_YOUR GOAL:_ Only the line containing "Exercise. Point out the metal" and the lines after it, through the end of the data below, are to be returned, each exactly as it stands.

[Dataset entries]
^^^^^^^^

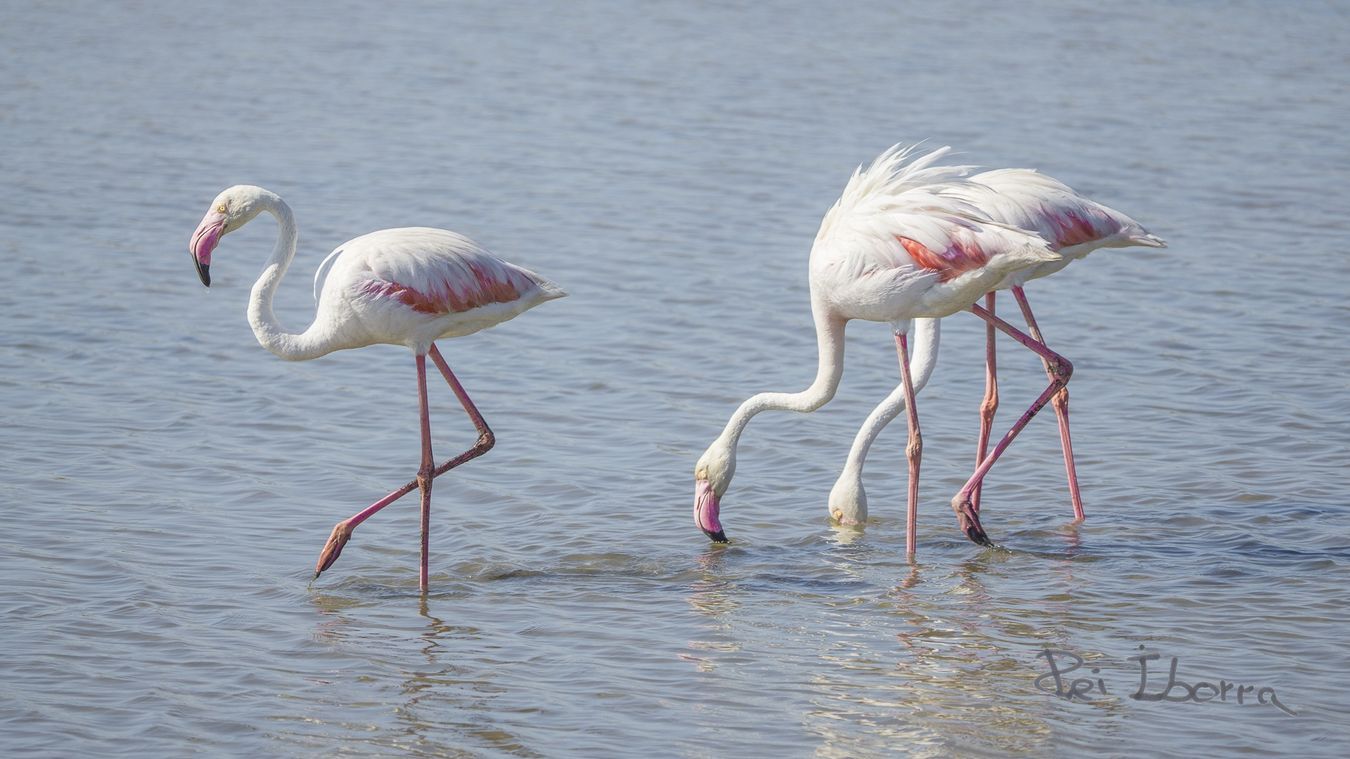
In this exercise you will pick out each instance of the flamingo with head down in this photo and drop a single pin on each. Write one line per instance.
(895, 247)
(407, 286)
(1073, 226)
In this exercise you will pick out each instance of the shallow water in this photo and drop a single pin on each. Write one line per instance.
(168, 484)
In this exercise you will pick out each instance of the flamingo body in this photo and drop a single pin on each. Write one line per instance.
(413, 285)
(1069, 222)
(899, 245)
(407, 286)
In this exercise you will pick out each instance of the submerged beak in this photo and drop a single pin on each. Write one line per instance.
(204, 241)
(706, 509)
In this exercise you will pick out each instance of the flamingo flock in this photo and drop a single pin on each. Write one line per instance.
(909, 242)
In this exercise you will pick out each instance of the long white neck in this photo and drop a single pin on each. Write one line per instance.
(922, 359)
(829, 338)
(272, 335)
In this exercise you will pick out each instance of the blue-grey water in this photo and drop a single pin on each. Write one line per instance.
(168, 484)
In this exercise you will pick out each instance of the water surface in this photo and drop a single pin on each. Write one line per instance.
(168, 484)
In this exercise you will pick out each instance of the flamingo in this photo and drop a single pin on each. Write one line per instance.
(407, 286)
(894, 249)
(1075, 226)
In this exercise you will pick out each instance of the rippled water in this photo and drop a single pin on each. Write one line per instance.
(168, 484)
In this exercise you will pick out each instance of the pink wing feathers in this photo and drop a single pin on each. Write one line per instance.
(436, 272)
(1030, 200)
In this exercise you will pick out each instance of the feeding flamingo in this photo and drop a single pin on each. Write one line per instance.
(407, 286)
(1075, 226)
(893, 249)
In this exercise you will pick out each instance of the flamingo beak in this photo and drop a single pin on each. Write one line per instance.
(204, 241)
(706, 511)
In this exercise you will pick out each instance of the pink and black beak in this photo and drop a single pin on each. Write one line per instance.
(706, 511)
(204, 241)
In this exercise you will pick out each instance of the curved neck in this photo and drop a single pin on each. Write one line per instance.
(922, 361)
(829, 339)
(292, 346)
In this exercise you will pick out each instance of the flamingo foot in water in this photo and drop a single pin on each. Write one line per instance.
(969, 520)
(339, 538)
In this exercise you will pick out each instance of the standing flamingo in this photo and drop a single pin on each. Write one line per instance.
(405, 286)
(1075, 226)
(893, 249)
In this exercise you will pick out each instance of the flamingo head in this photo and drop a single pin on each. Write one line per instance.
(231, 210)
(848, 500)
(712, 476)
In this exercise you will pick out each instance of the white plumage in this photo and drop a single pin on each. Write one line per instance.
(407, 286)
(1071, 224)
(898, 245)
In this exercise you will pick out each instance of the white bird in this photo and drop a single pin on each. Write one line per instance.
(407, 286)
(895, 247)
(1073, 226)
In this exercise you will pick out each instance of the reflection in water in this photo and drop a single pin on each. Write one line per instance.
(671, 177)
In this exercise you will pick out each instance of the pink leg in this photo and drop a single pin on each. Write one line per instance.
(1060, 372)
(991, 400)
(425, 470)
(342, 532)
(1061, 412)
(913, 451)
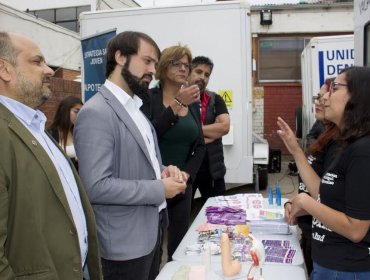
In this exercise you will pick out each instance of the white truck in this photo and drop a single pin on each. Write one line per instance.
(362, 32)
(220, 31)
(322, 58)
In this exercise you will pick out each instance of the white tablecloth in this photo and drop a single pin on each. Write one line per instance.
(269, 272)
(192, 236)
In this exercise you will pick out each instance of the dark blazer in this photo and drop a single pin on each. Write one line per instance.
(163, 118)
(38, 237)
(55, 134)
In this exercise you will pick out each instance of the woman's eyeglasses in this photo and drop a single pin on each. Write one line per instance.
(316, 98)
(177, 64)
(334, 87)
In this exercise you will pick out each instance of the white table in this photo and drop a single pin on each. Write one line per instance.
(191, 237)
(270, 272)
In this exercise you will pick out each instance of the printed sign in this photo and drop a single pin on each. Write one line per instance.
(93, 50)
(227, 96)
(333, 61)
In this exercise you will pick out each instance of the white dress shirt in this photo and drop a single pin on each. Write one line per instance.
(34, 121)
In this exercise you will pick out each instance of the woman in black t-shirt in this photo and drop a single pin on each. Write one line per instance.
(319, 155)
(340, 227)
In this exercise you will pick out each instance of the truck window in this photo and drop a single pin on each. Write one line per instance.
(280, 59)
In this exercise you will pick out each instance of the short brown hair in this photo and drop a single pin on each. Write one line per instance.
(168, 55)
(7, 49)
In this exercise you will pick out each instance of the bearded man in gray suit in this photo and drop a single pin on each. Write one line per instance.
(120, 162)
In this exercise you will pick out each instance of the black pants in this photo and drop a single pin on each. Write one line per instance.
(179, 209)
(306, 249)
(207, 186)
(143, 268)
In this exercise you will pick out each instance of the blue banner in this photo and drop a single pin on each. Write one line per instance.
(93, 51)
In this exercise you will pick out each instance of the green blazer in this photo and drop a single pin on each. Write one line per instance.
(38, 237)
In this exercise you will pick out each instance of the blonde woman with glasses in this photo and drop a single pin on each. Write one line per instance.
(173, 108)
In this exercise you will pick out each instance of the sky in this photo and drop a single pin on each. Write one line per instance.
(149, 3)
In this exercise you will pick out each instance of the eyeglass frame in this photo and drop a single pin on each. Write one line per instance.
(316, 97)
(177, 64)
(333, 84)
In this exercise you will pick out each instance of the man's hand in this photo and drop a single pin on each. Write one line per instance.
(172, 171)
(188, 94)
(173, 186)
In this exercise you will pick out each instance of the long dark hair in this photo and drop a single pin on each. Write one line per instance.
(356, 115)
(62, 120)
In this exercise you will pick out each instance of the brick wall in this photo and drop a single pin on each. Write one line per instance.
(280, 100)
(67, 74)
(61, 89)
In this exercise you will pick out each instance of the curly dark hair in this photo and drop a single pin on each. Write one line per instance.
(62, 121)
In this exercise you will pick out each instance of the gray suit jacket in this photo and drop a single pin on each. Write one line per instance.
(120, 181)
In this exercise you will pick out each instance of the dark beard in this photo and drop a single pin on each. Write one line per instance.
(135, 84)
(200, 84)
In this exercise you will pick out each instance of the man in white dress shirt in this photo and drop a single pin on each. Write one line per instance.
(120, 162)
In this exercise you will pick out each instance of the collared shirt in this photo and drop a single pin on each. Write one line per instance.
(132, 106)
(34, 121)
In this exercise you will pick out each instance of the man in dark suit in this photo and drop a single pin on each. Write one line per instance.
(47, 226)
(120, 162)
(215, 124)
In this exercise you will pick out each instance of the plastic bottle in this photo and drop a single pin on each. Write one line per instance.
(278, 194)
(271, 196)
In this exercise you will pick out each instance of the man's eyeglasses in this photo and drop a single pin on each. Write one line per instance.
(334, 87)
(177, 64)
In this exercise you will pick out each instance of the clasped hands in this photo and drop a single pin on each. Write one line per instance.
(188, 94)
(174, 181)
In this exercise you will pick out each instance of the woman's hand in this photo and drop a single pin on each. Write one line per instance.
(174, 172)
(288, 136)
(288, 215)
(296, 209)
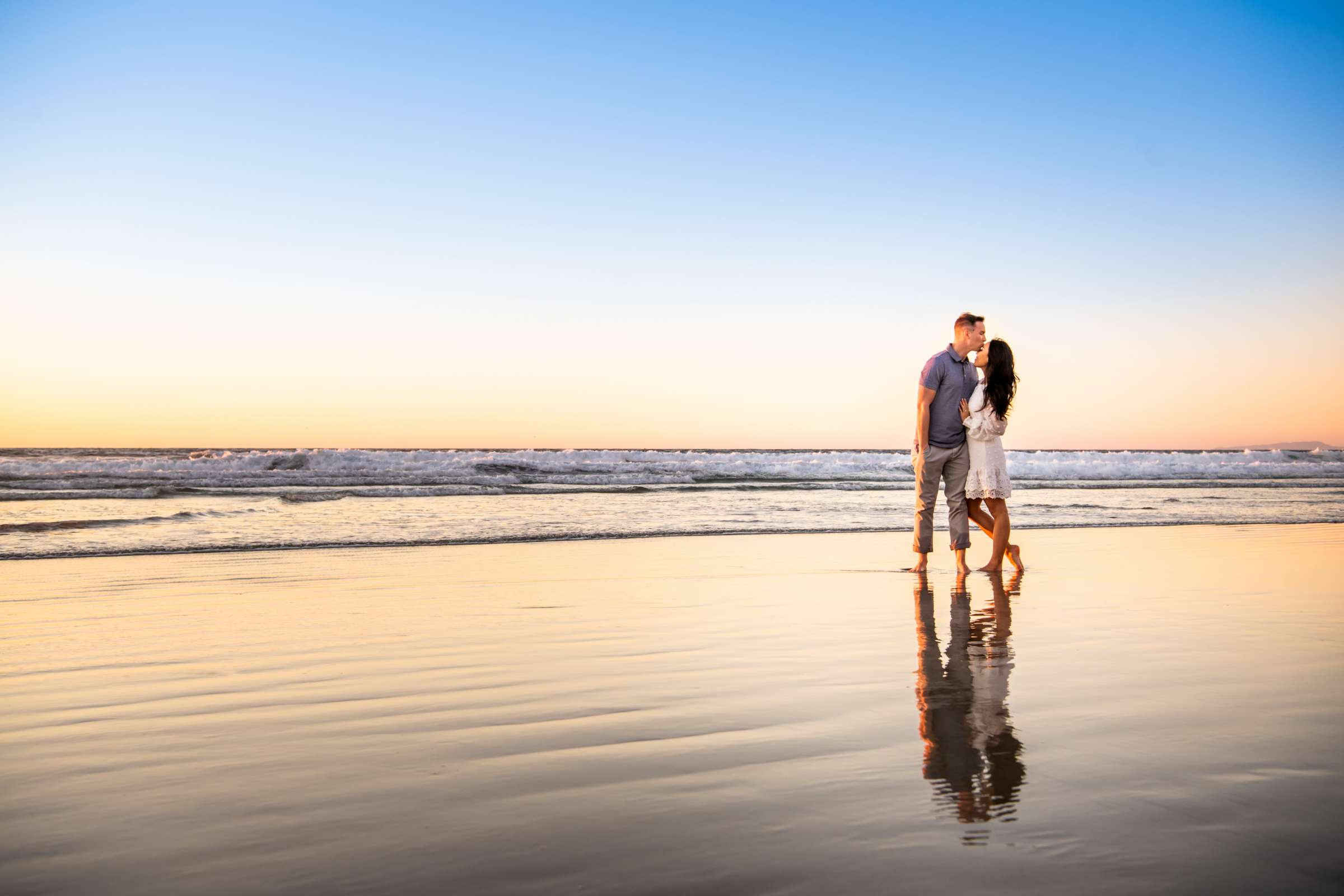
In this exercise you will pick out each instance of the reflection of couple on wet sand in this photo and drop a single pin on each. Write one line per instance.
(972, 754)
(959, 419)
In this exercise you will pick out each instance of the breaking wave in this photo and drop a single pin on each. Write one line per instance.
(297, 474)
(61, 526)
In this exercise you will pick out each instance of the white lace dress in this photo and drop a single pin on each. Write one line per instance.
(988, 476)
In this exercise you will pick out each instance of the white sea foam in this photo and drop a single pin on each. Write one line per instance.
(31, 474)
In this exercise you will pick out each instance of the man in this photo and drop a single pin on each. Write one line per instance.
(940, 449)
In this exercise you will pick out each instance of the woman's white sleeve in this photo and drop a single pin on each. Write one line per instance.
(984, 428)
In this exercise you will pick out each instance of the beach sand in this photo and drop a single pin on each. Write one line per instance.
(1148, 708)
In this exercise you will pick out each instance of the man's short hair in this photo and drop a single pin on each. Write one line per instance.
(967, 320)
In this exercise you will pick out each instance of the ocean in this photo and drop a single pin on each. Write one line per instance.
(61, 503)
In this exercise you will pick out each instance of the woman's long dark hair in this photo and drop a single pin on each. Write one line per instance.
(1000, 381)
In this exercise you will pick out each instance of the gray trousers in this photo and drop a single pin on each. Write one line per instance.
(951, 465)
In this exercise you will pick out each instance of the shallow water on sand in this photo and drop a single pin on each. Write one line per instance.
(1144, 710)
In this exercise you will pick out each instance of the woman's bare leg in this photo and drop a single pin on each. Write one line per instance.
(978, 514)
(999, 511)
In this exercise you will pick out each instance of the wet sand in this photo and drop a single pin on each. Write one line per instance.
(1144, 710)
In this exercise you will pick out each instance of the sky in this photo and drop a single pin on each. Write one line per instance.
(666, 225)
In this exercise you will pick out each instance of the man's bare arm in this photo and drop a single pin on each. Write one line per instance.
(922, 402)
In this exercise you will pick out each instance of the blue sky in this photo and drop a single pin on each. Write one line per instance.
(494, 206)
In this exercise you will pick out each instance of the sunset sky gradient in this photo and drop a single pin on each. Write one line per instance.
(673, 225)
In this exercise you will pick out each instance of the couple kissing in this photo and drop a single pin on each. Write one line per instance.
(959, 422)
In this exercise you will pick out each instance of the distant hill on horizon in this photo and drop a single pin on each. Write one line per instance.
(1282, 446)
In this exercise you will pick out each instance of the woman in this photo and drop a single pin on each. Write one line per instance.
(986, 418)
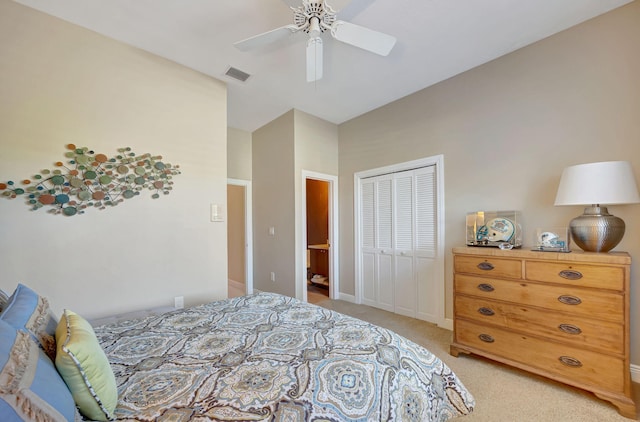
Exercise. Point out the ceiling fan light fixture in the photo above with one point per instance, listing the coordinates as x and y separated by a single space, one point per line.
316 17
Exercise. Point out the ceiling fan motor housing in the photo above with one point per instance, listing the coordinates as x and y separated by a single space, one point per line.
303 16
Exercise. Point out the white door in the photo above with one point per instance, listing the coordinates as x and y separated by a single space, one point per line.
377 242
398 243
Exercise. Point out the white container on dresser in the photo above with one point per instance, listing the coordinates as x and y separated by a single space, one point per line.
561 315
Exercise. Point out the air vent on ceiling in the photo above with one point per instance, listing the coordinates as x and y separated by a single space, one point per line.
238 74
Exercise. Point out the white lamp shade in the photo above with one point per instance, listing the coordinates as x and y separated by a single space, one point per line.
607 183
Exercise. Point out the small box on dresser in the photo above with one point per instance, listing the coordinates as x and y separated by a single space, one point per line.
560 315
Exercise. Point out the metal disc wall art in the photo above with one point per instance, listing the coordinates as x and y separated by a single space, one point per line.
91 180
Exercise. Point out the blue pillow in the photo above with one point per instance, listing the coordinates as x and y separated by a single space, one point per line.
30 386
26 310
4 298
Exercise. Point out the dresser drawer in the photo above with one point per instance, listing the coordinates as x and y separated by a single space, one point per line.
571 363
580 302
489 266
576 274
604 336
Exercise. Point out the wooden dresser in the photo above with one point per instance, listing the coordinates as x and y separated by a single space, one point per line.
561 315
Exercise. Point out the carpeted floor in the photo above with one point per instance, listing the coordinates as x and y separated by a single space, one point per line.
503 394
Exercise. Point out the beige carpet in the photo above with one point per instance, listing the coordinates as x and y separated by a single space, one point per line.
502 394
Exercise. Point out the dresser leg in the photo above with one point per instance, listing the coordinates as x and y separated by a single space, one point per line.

^^^^^^^^

_SOLVED PROBLEM:_
Exercise. Point out the metal disc wall art in the photo above with one point per instance, listing the coordinates as x and y separated by a single space, one point per line.
91 180
Exercise. Point out the blue pillow in the photo above with one point per instance, listing the coordinates as x and y separated by a single space, one point per line.
30 386
26 310
4 298
Exercise. Point out the dresser drawer in the photo above with one point per instance, listing the coordinates as x and y separated by a single space, one point per line.
571 363
580 302
489 266
576 274
604 336
Exercise. Point out the wooden dresser in the photo above with one point per instance, listing the coordinates as x and y separated by a single space, one point per line.
561 315
Exercise. Point out the carpeted floor in the photo above with one point per instance, listing the coordinates as x and y separated by a single space, one point per line.
503 394
Exercise. Point out the beige carpet in the photo above with one point per instance, listing the coordinates as x and y separated by a single space, one point per line.
502 394
Exercise. Point out the dresser leg in the photo above with one point per instance, listing the coordinates as x and y separated by a single space, one point per line.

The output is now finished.